## Task to complete
Below, copy word for word the part of the data that opens with the line containing "the hut entrance" and runs through the end of the data, including both ends. Leave the pictures out of your answer.

## Records for processing
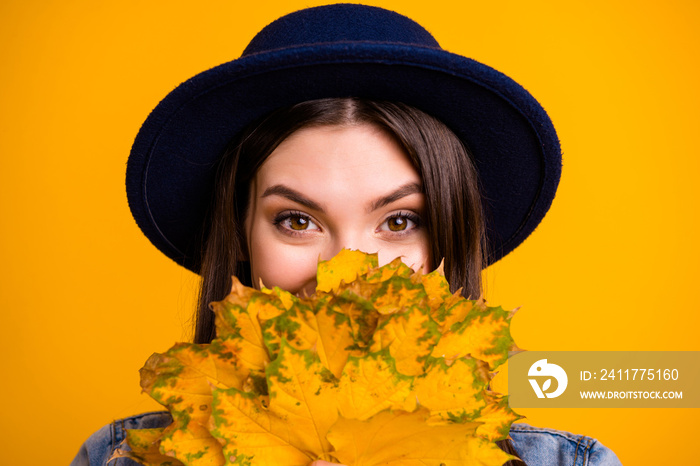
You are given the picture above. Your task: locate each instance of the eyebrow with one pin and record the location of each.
(401, 192)
(292, 195)
(296, 196)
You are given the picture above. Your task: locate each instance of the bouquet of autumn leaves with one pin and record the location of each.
(380, 366)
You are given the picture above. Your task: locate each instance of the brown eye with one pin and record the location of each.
(400, 223)
(294, 222)
(397, 223)
(298, 223)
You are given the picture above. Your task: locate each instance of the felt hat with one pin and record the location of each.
(340, 51)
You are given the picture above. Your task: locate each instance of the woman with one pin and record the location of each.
(343, 126)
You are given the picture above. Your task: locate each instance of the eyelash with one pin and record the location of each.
(280, 218)
(411, 216)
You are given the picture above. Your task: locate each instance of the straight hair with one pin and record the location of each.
(454, 217)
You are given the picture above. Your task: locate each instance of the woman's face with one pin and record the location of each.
(333, 187)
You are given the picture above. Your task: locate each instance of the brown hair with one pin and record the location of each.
(454, 218)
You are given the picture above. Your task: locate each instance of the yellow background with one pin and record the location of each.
(86, 299)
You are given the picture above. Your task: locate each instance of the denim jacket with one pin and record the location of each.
(536, 446)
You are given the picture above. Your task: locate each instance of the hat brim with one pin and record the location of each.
(171, 169)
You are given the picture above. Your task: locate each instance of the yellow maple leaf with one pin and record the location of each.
(406, 439)
(289, 380)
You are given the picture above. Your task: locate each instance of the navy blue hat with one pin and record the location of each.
(341, 51)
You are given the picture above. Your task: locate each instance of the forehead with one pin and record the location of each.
(328, 155)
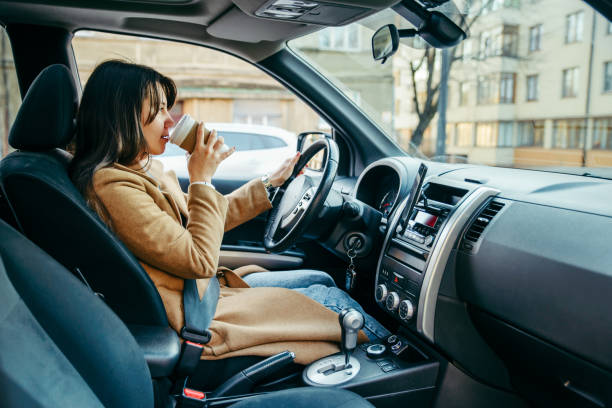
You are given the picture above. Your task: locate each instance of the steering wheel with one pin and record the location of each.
(303, 197)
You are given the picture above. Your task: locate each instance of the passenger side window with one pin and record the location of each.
(251, 110)
(10, 97)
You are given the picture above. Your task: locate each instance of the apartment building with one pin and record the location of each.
(531, 86)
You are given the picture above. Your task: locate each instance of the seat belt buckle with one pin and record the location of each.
(202, 337)
(189, 359)
(192, 399)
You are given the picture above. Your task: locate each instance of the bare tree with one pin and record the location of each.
(7, 99)
(426, 109)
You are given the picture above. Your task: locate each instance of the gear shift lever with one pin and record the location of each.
(351, 321)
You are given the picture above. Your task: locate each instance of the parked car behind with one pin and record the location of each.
(259, 149)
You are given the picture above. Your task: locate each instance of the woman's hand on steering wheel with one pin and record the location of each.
(282, 174)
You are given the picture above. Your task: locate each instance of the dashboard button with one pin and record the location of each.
(406, 310)
(392, 301)
(376, 350)
(381, 293)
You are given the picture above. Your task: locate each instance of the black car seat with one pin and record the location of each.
(61, 346)
(52, 213)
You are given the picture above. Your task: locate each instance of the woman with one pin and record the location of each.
(123, 120)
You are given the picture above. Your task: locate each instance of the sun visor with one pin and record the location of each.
(238, 26)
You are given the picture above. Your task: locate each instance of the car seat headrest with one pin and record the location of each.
(46, 118)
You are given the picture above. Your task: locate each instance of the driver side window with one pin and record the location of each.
(251, 110)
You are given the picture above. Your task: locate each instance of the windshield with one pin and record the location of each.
(530, 87)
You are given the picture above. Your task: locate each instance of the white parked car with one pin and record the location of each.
(259, 150)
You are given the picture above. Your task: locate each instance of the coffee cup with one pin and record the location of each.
(184, 134)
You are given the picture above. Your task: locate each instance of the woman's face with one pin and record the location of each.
(157, 132)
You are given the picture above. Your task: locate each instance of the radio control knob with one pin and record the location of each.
(381, 293)
(392, 301)
(406, 310)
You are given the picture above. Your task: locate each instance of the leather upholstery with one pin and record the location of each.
(46, 118)
(59, 323)
(60, 345)
(52, 213)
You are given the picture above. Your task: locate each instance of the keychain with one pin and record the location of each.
(351, 275)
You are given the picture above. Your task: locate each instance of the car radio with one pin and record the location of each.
(409, 245)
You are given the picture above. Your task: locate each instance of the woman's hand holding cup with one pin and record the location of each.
(202, 163)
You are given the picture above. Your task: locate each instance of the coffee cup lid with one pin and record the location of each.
(179, 133)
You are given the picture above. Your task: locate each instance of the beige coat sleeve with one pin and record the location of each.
(155, 236)
(245, 203)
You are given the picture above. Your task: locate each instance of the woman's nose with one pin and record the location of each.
(169, 121)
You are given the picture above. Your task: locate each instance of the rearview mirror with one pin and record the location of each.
(385, 42)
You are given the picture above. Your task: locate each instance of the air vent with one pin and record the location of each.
(480, 223)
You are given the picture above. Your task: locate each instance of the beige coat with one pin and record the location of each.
(145, 211)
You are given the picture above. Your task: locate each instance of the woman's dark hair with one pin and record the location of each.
(109, 120)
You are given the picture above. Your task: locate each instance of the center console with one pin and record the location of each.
(419, 239)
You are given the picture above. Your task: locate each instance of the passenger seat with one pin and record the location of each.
(61, 346)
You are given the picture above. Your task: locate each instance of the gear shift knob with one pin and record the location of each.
(351, 321)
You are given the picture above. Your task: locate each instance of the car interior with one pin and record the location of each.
(495, 282)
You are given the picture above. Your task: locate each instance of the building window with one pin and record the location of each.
(506, 88)
(506, 131)
(340, 38)
(602, 133)
(484, 94)
(531, 133)
(532, 87)
(485, 134)
(608, 76)
(503, 41)
(570, 83)
(464, 89)
(509, 41)
(535, 35)
(568, 133)
(467, 49)
(574, 26)
(463, 134)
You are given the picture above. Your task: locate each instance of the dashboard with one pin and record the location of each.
(506, 271)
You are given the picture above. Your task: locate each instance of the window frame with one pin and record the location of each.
(607, 79)
(574, 27)
(574, 82)
(532, 96)
(535, 45)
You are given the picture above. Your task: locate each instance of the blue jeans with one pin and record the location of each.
(320, 287)
(300, 278)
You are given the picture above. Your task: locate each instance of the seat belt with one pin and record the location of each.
(199, 312)
(198, 315)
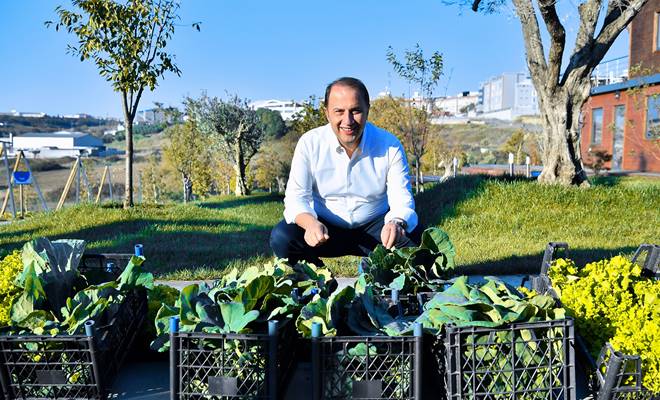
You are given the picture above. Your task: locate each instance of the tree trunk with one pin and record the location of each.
(562, 161)
(187, 188)
(128, 186)
(239, 169)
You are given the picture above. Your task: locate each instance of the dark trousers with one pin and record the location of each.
(288, 241)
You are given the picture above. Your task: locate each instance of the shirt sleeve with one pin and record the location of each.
(399, 191)
(298, 195)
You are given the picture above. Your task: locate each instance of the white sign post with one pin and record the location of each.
(528, 171)
(511, 164)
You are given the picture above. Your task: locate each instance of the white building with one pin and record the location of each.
(287, 109)
(508, 96)
(456, 105)
(56, 144)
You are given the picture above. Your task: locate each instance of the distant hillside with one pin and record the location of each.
(17, 125)
(480, 140)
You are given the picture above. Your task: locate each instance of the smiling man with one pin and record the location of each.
(349, 186)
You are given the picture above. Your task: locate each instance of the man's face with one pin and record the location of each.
(347, 113)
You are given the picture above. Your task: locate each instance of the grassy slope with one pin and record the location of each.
(500, 225)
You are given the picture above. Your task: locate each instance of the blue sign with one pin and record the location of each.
(22, 178)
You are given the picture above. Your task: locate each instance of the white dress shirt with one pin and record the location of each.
(348, 192)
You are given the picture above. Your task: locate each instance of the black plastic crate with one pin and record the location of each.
(534, 360)
(390, 369)
(74, 366)
(70, 366)
(619, 376)
(236, 366)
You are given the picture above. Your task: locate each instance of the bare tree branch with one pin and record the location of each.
(533, 44)
(557, 39)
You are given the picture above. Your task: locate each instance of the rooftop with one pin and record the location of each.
(58, 134)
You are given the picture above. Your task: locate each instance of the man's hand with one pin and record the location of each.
(316, 234)
(391, 233)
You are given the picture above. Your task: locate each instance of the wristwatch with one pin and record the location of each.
(400, 222)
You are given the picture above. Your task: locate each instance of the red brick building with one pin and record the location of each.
(624, 118)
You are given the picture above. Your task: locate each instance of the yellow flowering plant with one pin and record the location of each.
(10, 266)
(612, 302)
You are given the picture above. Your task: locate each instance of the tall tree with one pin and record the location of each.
(425, 74)
(274, 127)
(562, 94)
(235, 129)
(187, 151)
(126, 40)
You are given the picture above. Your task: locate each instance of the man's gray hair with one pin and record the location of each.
(350, 82)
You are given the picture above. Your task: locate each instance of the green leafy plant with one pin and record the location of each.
(499, 349)
(244, 303)
(412, 269)
(56, 298)
(10, 266)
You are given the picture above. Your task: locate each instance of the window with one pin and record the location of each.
(596, 125)
(653, 117)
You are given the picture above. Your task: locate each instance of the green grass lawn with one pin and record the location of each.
(497, 225)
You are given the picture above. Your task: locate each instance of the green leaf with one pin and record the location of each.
(235, 318)
(133, 276)
(398, 283)
(258, 288)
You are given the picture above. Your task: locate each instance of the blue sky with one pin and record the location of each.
(262, 50)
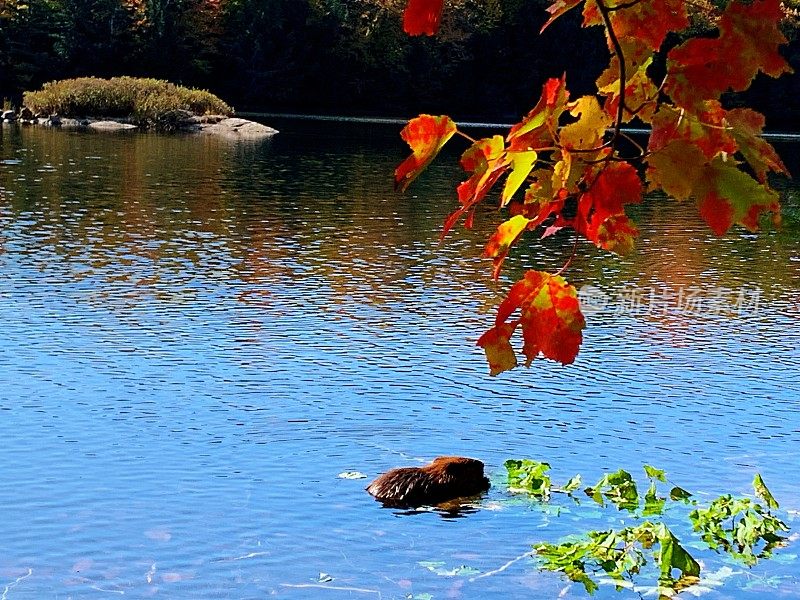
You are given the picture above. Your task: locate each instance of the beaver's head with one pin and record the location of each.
(446, 478)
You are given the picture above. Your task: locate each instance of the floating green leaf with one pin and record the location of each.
(529, 476)
(619, 488)
(763, 492)
(654, 473)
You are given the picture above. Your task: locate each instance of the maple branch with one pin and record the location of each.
(612, 36)
(571, 256)
(624, 5)
(639, 147)
(470, 139)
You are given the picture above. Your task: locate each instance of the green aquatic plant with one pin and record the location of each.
(740, 527)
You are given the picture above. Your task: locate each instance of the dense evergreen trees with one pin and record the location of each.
(328, 56)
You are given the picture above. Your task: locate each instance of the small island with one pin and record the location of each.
(130, 103)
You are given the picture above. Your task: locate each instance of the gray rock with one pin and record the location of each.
(233, 127)
(110, 126)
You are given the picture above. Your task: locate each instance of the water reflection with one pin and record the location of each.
(197, 336)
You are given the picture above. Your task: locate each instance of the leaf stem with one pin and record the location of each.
(571, 256)
(605, 11)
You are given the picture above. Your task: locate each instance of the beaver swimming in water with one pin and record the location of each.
(447, 477)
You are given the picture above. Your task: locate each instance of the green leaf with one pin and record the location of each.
(572, 485)
(678, 493)
(763, 492)
(654, 473)
(653, 504)
(674, 556)
(529, 476)
(619, 488)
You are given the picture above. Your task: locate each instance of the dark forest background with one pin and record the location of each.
(347, 57)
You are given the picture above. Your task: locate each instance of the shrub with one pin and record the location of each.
(144, 100)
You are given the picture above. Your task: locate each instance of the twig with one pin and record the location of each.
(530, 553)
(612, 36)
(15, 583)
(331, 587)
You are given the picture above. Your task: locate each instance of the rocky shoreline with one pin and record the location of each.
(178, 121)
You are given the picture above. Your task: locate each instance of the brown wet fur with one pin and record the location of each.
(446, 478)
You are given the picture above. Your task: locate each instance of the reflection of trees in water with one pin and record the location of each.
(314, 216)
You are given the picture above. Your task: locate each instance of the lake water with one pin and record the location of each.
(197, 337)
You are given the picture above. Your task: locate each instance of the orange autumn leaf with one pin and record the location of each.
(728, 196)
(601, 209)
(749, 37)
(746, 126)
(501, 241)
(537, 130)
(497, 346)
(426, 135)
(486, 160)
(550, 318)
(422, 17)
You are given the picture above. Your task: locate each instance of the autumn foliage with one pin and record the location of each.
(568, 165)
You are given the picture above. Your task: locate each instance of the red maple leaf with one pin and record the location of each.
(550, 317)
(703, 68)
(601, 209)
(422, 16)
(425, 135)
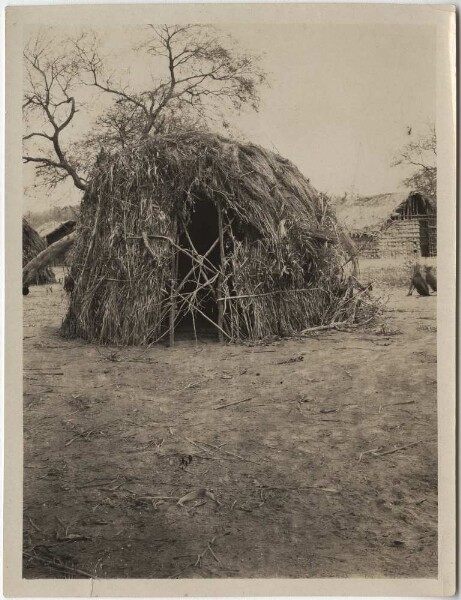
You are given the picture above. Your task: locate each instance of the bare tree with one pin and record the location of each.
(421, 154)
(196, 71)
(51, 105)
(201, 73)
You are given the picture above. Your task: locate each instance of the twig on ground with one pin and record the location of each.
(231, 453)
(59, 566)
(400, 448)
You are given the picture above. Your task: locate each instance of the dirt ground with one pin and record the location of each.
(327, 466)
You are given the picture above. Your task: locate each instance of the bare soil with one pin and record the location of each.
(328, 468)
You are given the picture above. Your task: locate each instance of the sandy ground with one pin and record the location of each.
(328, 468)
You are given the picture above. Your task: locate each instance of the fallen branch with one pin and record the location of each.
(232, 403)
(47, 256)
(231, 453)
(59, 566)
(333, 325)
(399, 448)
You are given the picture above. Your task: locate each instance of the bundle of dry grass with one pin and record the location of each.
(196, 228)
(32, 245)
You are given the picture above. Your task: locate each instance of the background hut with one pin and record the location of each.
(195, 230)
(391, 224)
(33, 244)
(53, 232)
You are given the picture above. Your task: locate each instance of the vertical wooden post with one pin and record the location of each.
(173, 284)
(220, 278)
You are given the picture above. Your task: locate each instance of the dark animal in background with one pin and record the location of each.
(431, 278)
(419, 283)
(69, 284)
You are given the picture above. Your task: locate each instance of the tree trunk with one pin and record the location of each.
(56, 250)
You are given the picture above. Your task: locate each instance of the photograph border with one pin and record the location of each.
(18, 18)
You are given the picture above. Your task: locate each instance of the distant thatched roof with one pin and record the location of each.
(47, 227)
(278, 263)
(371, 214)
(33, 244)
(54, 231)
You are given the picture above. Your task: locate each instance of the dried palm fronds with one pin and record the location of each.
(277, 264)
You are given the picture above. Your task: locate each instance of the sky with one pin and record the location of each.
(339, 103)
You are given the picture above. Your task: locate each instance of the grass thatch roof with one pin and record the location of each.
(277, 267)
(33, 244)
(370, 214)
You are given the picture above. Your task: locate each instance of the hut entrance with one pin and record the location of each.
(199, 270)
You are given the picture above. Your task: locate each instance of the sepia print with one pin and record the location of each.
(229, 284)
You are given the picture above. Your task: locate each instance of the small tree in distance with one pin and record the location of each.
(421, 154)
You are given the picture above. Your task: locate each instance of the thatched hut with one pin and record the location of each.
(32, 245)
(399, 224)
(192, 230)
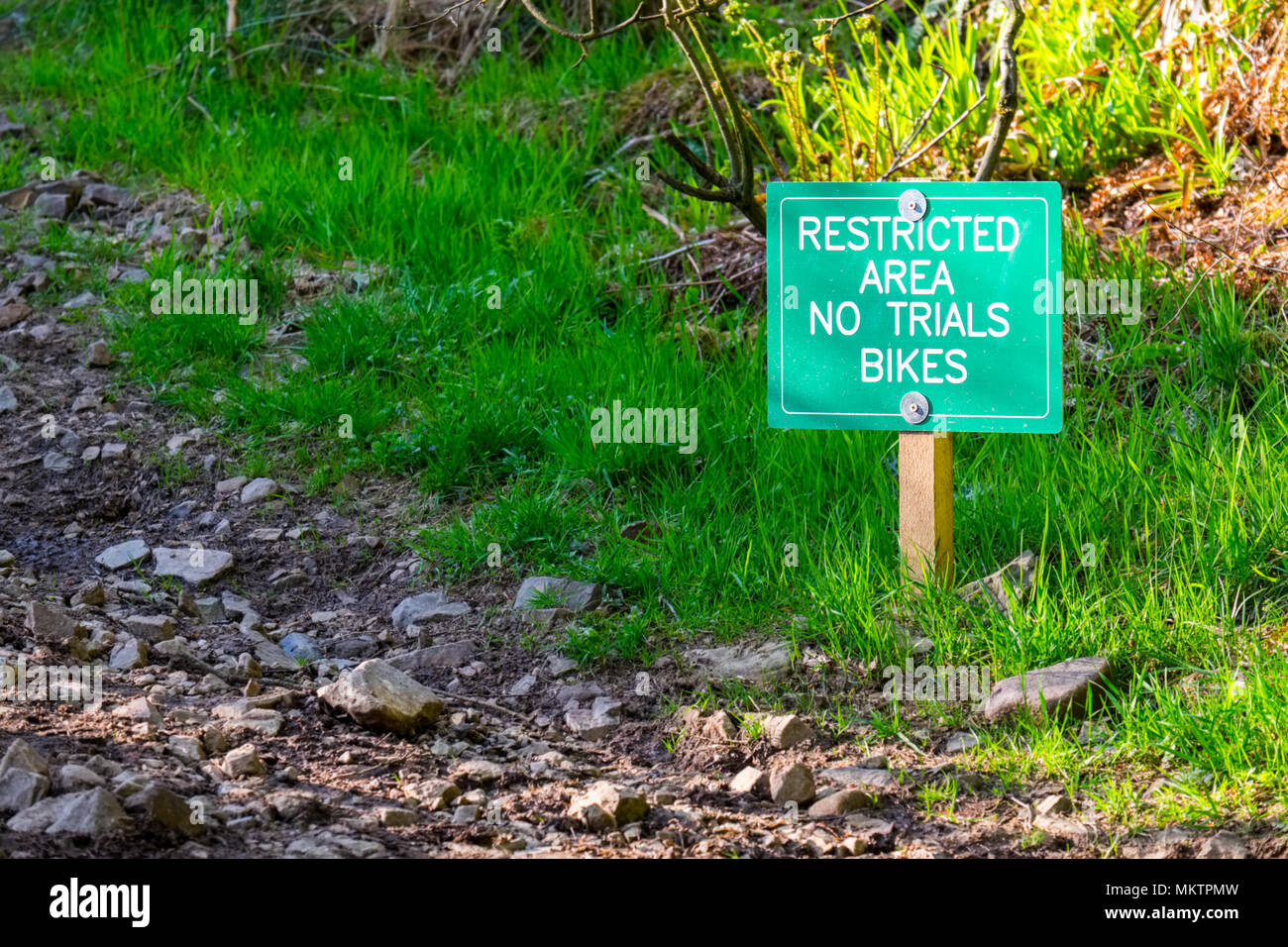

## Task solution
You are given the picture above. Your task: locate each instance of the hut entrance with one pin and record the location of each.
(199, 270)
You are given the picture above. Your task: locate each instance of the sepia print with one pin and record the location of each.
(229, 284)
You are given the picture above. Your task: locate each instance of the small tree in distance with one pin and record the location of each.
(421, 154)
You are given the picture above. Your task: locate each instance of the thatched hut with one pin and record the location of each.
(32, 245)
(399, 224)
(192, 230)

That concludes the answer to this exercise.